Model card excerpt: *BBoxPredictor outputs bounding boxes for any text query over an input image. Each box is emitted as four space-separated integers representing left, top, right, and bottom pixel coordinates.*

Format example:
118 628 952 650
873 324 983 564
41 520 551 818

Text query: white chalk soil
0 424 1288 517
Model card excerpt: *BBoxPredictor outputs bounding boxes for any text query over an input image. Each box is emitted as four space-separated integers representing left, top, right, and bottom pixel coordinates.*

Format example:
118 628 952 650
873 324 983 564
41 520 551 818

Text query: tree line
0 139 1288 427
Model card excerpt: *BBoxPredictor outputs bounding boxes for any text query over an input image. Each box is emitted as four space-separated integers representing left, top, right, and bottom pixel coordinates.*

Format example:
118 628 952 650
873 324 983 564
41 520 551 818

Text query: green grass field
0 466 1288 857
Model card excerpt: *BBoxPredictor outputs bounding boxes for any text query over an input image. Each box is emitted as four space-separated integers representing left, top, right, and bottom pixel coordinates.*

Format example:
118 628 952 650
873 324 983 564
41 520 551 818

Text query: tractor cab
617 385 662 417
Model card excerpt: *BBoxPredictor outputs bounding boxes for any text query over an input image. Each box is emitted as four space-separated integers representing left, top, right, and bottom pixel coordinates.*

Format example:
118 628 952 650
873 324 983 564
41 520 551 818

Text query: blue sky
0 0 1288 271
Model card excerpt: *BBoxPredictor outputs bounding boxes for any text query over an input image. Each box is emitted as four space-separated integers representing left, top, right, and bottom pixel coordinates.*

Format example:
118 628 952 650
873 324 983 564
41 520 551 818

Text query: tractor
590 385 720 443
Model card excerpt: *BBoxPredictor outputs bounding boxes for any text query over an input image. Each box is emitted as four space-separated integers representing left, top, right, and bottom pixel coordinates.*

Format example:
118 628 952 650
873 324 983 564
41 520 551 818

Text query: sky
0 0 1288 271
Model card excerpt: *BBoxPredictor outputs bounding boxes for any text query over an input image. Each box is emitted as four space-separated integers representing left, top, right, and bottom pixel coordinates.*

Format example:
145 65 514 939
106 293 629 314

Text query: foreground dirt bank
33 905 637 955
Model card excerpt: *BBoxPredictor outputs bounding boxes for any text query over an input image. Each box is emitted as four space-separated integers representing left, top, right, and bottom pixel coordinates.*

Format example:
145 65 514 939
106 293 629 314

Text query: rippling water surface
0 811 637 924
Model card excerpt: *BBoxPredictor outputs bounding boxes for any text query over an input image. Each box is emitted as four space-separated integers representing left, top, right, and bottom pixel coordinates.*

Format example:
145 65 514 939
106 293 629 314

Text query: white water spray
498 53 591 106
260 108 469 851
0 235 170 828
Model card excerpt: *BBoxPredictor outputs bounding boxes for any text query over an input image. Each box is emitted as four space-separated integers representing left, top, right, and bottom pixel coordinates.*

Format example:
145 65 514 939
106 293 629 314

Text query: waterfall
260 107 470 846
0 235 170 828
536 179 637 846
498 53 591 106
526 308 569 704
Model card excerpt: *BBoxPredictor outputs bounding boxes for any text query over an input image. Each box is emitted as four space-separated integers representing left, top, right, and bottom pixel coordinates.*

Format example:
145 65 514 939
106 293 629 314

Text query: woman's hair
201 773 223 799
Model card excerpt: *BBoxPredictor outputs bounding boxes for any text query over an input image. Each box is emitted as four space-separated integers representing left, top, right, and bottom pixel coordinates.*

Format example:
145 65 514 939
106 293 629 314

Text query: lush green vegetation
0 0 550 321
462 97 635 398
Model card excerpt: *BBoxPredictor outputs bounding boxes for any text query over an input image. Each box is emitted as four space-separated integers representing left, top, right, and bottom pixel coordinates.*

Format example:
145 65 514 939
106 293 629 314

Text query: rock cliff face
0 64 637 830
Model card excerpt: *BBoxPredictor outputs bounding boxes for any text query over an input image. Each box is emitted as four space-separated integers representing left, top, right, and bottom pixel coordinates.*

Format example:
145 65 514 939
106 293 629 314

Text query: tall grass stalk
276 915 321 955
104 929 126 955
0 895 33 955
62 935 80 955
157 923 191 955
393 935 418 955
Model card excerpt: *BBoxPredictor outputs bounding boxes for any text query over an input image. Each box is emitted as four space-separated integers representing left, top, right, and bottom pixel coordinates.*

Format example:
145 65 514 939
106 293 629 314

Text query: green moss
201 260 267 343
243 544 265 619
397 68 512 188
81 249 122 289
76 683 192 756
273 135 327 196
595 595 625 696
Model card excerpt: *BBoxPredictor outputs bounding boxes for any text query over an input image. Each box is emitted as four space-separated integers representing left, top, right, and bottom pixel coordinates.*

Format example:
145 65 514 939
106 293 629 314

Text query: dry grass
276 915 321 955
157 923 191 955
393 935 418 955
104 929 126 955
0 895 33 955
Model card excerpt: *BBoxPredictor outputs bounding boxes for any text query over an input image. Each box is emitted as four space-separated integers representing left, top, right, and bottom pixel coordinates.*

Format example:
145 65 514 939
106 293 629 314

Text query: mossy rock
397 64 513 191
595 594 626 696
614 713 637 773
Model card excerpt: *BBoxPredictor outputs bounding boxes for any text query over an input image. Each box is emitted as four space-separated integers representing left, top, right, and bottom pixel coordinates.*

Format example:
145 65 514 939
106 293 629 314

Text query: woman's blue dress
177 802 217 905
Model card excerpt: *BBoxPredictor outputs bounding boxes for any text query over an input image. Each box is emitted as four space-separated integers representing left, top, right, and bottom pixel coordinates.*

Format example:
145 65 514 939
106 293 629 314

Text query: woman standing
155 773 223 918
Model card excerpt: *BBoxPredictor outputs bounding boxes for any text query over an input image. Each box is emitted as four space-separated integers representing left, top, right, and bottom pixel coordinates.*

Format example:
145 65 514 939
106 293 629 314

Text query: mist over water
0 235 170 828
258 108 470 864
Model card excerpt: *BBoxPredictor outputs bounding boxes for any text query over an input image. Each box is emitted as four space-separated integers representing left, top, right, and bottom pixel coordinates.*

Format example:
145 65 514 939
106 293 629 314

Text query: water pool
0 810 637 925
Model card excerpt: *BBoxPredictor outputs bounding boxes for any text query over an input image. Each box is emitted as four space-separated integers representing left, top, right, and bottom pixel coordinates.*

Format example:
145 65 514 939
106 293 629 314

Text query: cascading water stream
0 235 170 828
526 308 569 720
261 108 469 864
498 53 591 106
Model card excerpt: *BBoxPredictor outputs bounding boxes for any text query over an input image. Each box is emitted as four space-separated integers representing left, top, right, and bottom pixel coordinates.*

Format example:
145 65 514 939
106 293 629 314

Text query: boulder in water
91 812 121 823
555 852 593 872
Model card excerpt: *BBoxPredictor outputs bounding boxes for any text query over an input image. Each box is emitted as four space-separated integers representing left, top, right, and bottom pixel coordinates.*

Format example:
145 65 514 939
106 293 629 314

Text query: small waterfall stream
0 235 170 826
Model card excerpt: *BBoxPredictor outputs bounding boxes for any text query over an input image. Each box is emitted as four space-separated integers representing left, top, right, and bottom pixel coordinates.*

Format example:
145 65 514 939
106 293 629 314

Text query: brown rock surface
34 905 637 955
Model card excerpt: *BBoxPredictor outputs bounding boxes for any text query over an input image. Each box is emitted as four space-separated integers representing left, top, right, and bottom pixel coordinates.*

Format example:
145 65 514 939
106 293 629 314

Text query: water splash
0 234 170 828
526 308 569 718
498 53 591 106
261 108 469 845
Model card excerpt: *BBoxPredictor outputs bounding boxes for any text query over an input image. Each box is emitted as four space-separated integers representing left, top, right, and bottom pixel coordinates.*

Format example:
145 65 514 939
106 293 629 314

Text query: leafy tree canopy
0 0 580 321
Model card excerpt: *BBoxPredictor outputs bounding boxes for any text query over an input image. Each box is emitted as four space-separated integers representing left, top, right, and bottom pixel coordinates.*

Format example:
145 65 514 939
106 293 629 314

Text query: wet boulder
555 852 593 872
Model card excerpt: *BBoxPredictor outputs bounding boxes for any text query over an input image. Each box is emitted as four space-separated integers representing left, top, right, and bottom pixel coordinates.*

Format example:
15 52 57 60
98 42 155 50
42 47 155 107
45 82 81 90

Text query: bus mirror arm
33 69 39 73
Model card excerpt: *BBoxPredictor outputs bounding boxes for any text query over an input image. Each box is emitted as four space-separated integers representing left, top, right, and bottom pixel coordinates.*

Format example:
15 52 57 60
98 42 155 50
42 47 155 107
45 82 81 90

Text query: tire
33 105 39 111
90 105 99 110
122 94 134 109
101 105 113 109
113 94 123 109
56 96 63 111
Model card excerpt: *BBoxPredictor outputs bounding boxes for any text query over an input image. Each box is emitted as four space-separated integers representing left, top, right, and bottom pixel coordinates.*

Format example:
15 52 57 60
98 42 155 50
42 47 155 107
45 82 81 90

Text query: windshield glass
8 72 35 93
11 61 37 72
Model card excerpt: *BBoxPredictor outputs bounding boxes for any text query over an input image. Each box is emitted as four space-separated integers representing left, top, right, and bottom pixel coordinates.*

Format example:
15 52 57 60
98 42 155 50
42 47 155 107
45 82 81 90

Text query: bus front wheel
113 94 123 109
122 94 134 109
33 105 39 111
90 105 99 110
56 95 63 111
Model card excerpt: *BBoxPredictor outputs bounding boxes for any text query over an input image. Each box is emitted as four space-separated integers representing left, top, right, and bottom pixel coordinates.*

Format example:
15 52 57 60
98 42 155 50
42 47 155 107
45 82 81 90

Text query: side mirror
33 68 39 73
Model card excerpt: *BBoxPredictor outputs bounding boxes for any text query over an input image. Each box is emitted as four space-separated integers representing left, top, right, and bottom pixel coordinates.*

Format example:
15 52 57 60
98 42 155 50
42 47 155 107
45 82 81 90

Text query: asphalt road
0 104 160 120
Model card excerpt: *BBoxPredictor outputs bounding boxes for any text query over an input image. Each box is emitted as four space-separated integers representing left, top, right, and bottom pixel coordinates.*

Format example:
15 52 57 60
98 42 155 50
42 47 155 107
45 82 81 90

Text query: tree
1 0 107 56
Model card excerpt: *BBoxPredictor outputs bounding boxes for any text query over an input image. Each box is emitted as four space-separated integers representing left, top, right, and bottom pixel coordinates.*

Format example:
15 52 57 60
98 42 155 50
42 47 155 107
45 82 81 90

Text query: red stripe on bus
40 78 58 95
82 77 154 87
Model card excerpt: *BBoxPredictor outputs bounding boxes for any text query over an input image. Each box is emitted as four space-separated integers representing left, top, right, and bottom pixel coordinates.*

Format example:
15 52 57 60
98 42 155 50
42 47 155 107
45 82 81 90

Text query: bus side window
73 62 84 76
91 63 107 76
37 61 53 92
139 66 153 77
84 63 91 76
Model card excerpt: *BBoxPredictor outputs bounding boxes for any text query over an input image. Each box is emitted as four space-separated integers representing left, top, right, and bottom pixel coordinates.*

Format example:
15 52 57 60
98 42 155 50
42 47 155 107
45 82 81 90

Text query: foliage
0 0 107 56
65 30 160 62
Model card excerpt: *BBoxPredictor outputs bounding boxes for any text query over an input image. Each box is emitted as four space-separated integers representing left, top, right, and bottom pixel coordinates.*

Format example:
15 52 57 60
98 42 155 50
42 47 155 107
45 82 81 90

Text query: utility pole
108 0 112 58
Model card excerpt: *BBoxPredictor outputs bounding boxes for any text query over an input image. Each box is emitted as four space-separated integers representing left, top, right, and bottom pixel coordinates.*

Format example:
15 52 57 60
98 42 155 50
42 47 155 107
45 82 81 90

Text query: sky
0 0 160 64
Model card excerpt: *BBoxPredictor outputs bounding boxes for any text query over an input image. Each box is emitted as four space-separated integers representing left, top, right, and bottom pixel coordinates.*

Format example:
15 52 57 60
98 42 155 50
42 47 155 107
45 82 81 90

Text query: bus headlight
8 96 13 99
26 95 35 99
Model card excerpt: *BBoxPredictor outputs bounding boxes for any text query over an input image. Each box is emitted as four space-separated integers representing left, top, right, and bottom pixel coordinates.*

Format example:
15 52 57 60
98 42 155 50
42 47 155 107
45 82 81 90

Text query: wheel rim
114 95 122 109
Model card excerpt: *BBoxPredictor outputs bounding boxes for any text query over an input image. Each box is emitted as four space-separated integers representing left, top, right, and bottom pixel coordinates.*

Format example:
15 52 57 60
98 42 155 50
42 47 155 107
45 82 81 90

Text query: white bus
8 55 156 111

──────

● **WRITTEN EXERCISE**
Pull out every line above that contains the word "grass" and copy each one in full.

● **COMPLETED EXERCISE**
Text query: green grass field
Text query: tall grass stalk
Text query: dry grass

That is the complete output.